DATA SUPPLIED:
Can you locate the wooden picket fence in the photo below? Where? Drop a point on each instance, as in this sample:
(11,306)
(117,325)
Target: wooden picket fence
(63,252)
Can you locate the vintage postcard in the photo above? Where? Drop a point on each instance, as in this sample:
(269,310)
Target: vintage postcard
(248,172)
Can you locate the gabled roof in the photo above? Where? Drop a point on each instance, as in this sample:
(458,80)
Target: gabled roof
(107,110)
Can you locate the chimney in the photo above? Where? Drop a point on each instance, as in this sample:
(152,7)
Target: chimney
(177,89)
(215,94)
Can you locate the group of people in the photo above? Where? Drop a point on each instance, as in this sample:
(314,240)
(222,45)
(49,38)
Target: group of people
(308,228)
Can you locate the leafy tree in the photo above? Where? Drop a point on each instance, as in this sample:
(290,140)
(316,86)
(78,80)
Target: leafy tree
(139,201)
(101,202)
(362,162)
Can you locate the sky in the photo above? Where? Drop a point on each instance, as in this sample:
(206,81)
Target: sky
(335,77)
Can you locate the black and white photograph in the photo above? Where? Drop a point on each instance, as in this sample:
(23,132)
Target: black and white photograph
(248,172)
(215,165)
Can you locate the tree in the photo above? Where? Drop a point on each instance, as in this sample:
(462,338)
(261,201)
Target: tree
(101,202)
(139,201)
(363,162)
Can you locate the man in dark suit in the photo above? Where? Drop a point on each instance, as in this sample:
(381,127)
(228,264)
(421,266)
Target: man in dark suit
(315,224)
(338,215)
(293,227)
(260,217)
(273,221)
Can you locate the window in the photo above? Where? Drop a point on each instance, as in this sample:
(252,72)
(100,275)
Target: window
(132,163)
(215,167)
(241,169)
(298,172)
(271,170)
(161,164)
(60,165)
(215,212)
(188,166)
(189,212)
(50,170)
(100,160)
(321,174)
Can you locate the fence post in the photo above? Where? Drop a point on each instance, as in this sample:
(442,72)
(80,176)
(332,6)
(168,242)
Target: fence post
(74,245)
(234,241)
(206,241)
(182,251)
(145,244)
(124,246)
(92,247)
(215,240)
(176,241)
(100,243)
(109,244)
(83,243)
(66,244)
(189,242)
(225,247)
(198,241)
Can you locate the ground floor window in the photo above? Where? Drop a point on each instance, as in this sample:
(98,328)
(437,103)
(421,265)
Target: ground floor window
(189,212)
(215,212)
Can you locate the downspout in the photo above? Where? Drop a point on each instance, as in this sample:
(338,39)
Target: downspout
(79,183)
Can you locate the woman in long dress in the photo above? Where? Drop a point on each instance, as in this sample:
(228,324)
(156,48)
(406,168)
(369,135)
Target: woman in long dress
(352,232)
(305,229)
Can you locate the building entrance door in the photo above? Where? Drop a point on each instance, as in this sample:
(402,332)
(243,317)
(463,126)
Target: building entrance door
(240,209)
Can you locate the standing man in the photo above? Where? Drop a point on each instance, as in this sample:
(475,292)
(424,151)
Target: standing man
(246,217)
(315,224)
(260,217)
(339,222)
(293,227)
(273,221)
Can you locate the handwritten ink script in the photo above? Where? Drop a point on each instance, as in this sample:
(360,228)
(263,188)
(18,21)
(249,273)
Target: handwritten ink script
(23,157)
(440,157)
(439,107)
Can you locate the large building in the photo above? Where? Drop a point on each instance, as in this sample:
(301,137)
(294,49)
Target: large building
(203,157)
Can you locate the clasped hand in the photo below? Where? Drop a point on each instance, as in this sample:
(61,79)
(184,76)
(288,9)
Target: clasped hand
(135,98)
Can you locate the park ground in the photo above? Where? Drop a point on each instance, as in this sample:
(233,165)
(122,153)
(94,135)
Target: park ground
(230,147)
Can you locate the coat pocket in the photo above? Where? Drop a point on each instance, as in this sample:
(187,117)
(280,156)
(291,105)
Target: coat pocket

WORK TASK: Where a line in the material above holds "pocket", copy that line.

ANSWER SPACE:
Can you locate the coat pocket in the photo above? Where? Drop a point on each instance, as in this sample:
Target: coat pocket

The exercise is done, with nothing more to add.